■ Aim of the exercise ■
Please gather every line in the records below that contains the word "wall" and copy each such line in full.

■ Given records ■
━━━━━━━━━━━━━━━━━━━━

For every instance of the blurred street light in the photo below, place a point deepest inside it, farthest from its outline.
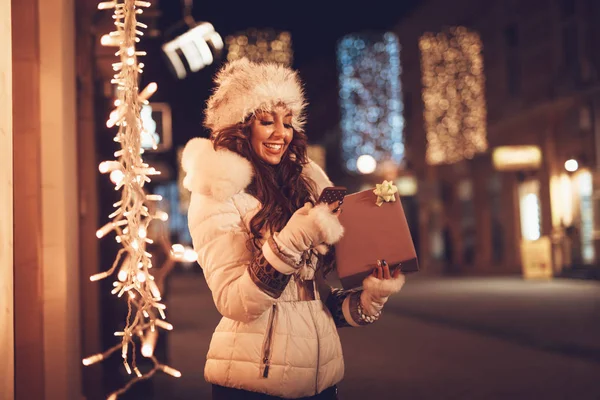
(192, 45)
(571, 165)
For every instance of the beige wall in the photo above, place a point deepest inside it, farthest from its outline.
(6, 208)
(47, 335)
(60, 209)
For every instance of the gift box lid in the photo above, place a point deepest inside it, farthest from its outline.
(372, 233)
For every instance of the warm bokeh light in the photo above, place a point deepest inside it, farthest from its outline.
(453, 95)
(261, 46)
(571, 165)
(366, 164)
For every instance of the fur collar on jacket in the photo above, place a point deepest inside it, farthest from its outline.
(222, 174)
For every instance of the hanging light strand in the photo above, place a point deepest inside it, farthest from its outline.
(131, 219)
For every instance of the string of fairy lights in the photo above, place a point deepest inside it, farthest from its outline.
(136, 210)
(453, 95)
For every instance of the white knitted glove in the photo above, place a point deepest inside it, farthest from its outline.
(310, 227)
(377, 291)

━━━━━━━━━━━━━━━━━━━━

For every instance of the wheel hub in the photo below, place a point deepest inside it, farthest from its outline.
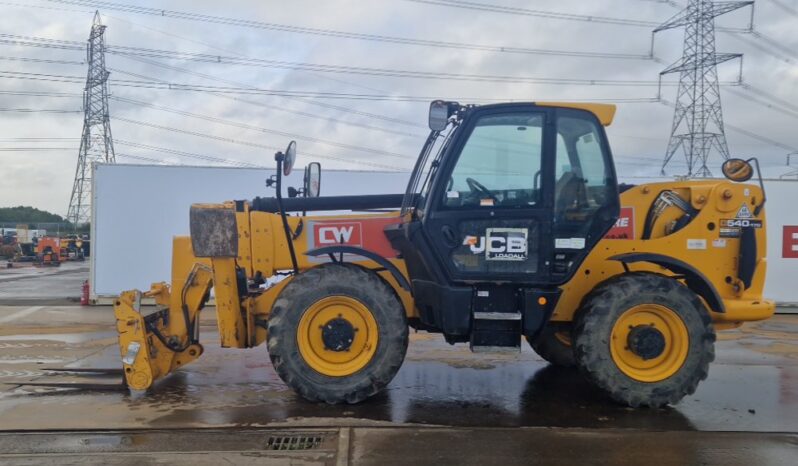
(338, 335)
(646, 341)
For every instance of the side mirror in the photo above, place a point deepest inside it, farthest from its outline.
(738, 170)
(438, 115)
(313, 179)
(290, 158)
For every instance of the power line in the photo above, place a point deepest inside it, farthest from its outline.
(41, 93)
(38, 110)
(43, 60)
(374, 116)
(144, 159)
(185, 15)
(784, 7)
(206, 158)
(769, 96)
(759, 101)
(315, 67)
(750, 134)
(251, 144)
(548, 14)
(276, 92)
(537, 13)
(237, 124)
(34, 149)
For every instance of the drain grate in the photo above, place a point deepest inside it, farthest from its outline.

━━━━━━━━━━━━━━━━━━━━

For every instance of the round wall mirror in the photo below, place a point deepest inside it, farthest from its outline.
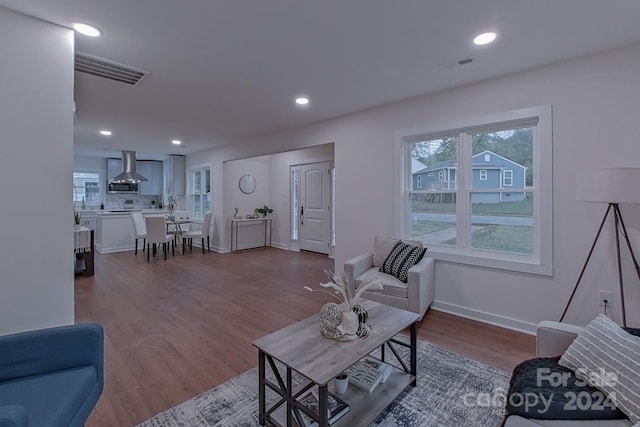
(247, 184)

━━━━━━━━━━━━━━━━━━━━

■ Full answer ■
For every instance of the beige wall in the photo above, place a point deepest inside it, farthest from its outline.
For every instance of the round wall mirror in the photo below, place a point deepest inside it, farthest from its outline.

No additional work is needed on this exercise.